◆ Excerpt provided:
--- BEGIN ---

[erlang-questions] Bug, feature or limitation of erl_parse?

Robert Virding rvirding@REDACTED
Tue Aug 24 23:01:16 CEST 2010


Erl_parse does recognise '"test" ++ Else', but it is not a term it is
an expression. It is later inside the compiler that the expression is
converted into it's shortcut form. The parser just parses the
expression. When you did it by hand, so to speak, you got a term which
erl_parse could parse as a term. So:

17> f(S), {ok,S,_} = erl_scan:string("\"test\" ++ Else. ").
{ok,[{string,1,"test"},{'++',1},{var,1,'Else'},{dot,1}],1}
18> erl_parse:parse_exprs(S).
{ok,[{op,1,'++',{string,1,"test"},{var,1,'Else'}}]}

N.B. it it not the string "term" which causes it to be an expression
but the operator '++'.

Robert

On 24 August 2010 22:08, Musumeci, Antonio S
<Antonio.Musumeci@REDACTED> wrote:
> It doesn't appear to understand the "test" ++ Else shortcut for [$t,$e,$s,$t|Else]. Reason I noticed was I'm reading in terms as strings and passing them to mnesia:select. erl_parse works fine with [$t|'_'] but not "t" ++ '_'.

--- END ---

◆ Supplied information:
--- BEGIN ---

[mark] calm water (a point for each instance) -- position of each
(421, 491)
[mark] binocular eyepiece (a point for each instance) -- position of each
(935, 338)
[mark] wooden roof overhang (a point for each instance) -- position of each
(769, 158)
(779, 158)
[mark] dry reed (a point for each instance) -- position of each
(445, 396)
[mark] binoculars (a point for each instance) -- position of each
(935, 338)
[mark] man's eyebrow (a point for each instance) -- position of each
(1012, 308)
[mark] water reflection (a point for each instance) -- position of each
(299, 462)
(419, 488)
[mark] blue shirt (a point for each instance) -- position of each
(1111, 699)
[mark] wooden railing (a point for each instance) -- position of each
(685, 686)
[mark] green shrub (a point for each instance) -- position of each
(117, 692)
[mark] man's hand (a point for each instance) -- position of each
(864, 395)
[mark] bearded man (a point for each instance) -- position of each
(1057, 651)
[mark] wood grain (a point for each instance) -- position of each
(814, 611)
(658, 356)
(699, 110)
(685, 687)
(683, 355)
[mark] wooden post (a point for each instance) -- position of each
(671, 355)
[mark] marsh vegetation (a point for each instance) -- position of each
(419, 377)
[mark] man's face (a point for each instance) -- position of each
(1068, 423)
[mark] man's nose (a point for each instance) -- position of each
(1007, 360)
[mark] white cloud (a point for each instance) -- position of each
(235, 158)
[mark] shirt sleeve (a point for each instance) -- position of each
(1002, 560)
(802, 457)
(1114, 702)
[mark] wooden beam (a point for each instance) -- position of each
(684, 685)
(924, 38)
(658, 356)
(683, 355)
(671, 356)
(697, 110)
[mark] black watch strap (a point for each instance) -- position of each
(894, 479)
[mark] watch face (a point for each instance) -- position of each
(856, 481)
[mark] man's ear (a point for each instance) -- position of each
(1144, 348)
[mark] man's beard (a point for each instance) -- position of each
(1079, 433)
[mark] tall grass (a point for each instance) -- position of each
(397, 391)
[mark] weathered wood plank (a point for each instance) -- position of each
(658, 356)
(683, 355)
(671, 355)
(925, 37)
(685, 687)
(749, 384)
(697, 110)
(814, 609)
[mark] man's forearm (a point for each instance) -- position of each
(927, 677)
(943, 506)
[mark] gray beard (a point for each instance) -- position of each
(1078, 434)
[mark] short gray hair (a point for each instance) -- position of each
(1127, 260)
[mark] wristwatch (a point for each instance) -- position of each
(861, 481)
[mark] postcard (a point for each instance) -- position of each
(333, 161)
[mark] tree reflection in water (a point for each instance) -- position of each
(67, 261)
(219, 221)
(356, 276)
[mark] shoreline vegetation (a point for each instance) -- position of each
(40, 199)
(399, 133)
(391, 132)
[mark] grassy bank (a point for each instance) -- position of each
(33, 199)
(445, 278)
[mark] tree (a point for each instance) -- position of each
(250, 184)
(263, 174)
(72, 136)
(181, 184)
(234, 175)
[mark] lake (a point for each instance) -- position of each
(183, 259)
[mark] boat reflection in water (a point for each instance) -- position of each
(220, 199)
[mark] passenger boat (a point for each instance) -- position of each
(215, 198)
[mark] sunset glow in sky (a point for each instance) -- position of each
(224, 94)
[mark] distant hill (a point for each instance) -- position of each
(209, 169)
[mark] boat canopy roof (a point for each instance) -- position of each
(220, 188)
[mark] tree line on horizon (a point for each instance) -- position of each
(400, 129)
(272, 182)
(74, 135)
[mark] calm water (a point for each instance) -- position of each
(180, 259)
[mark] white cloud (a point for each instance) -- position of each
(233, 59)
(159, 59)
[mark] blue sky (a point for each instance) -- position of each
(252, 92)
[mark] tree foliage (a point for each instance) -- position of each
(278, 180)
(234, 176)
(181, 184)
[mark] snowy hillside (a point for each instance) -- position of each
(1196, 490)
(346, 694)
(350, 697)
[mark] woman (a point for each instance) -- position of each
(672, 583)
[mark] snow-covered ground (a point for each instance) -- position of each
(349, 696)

--- END ---

◆ Requirements: From the erl_parse mailing list reply above, extract the passage between "Robert Virding rvirding@REDACTED" and "18> erl_parse:parse_exprs(S).", inclusive.

◆ Response for this exercise:
Robert Virding rvirding@REDACTED
Tue Aug 24 23:01:16 CEST 2010


Erl_parse does recognise '"test" ++ Else', but it is not a term it is
an expression. It is later inside the compiler that the expression is
converted into it's shortcut form. The parser just parses the
expression. When you did it by hand, so to speak, you got a term which
erl_parse could parse as a term. So:

17> f(S), {ok,S,_} = erl_scan:string("\"test\" ++ Else. ").
{ok,[{string,1,"test"},{'++',1},{var,1,'Else'},{dot,1}],1}
18> erl_parse:parse_exprs(S).